**読むための抜粋**

■ ■ ■ ■ ■ ■ ■

低濃度笑気麻酔(笑気吸入鎮静法)とは
笑気麻酔とは、手術前に特注マスクを設置して、亜酸化窒素と医療用酸素の混合気体を吸入することで、痛みを感じづらくリラックスした状態で手術を受けることができる麻酔方法です。
例えば、眼科の白内障手術では、通常は点眼麻酔のみを使用して手術を行っております。ただ、短時間の手術といっても患者さんの恐怖感や不安感が強く、「手術が怖い」ので受けたくないと考える方もいらっしゃいます。
当院では、必要な手術をより負担が少なく受けていただけるように低濃度笑気麻酔(笑気吸入鎮静法)にも対応しております。「手術が怖い」「手術中が不安だ」という方には笑気麻酔を併用した手術をご案内しております。
笑気麻酔(笑気吸入鎮静法)の特徴
1.リラックス効果が得られる
笑気麻酔には、軽度の鎮静・鎮痛作用・睡眠作用があります。眠りに落ちてしまうほどの強い麻酔ではなく、ぼんやりと心地よい気持ちになる感覚です。
2.笑気麻酔は予期せぬ眼球運動も抑制できます
「手術のときに、目をあけてじっとしとかないといけないなんて無理だ!」
「先生に目をじっとして!と言われるけど、手術中に目が急に動いてしまったらどうしよう?不安だ!」という方でも、笑気麻酔なら目の思わぬ動きを抑えられるので、手術が安全になります。
3.手術後に体に麻酔が残らない
笑気麻酔を使用して手術した後は、吸入した混合気体は体には残らず、数分で元の状態に戻ります。
4.副作用の心配がない
もともと歯科治療にも使われていた麻酔方法で、副作用がほとんどありません。極稀に、手術後に吐き気や下肢の脱力感などの症状がある場合があります。
笑気麻酔(笑気吸入鎮静法)の使用について
適応できる方
・手術に恐怖感、不安感がある方
・痛みを感じやすい方
・緊張やまぶしさで目を閉じてしまう方
・閉所恐怖症の方
適応できない方
・耳鼻科で中耳炎の治療を受けている方
・妊娠中の方
・過呼吸発作を起こしやすい方
・その他、診察で医師が使用できないと判断した方
笑気麻酔(笑気吸入鎮静法)を使用した白内障手術の流れ
STEP1:麻酔装置の装着
手術台に横になって、鼻に笑気麻酔専用の特注マスク(※新見眼科の新見先生に教えて頂きました)を装着して吸入する準備を行います。
STEP2:笑気麻酔を開始
吸入装置から出てくる混合気体(笑気ガス)をゆっくりと鼻から吸引してください。笑気麻酔は意識がなくなるわけではなく、ぼんやりと心地よい気持ちになります。眠ってしまうことはありません。
STEP3:麻酔が効いていたら手術を始めます
吸引から5分程度経過するとリラックスした感覚になります。そのまま吸引を継続しながら手術を進めてまいります。笑気麻酔では、患者さんは意識がありますので呼びかけながら反応みて手術を進めていきます。

■ ■ ■ ■ ■ ■ ■

**提供された資料**
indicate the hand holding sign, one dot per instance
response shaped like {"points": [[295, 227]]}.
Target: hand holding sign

■ ■ ■ ■ ■ ■ ■

**情報を活用して**
1. 笑気麻酔についての文章のうち、「笑気麻酔(笑気吸入鎮静法)の特徴」から「ので、手術が安全になります。」までを、その両方の語句も含めて一字一句変えずに書き写して返してください。
2. 笑気麻酔についての文章によると、混合気体を吸引し始めてからどのくらいでリラックスした感覚になりますか。
3. 笑気麻酔についての文章の内容を二文でまとめてください。

**解答一覧**
1.
笑気麻酔(笑気吸入鎮静法)の特徴
1.リラックス効果が得られる
笑気麻酔には、軽度の鎮静・鎮痛作用・睡眠作用があります。眠りに落ちてしまうほどの強い麻酔ではなく、ぼんやりと心地よい気持ちになる感覚です。
2.笑気麻酔は予期せぬ眼球運動も抑制できます
「手術のときに、目をあけてじっとしとかないといけないなんて無理だ!」
「先生に目をじっとして!と言われるけど、手術中に目が急に動いてしまったらどうしよう?不安だ!」という方でも、笑気麻酔なら目の思わぬ動きを抑えられるので、手術が安全になります。

2. 吸引から5分程度でリラックスした感覚になります。

3. 笑気麻酔は、特注マスクで亜酸化窒素と医療用酸素の混合気体を吸入し、痛みを感じにくくリラックスした状態で手術を受けられる麻酔方法で、当院では手術が怖い方や不安な方に併用を案内しています。眠るほど強い麻酔ではなく、目の思わぬ動きを抑えられ、体に残らず数分で元の状態に戻り、副作用もほとんどありませんが、妊娠中の方など使用できない方もいます。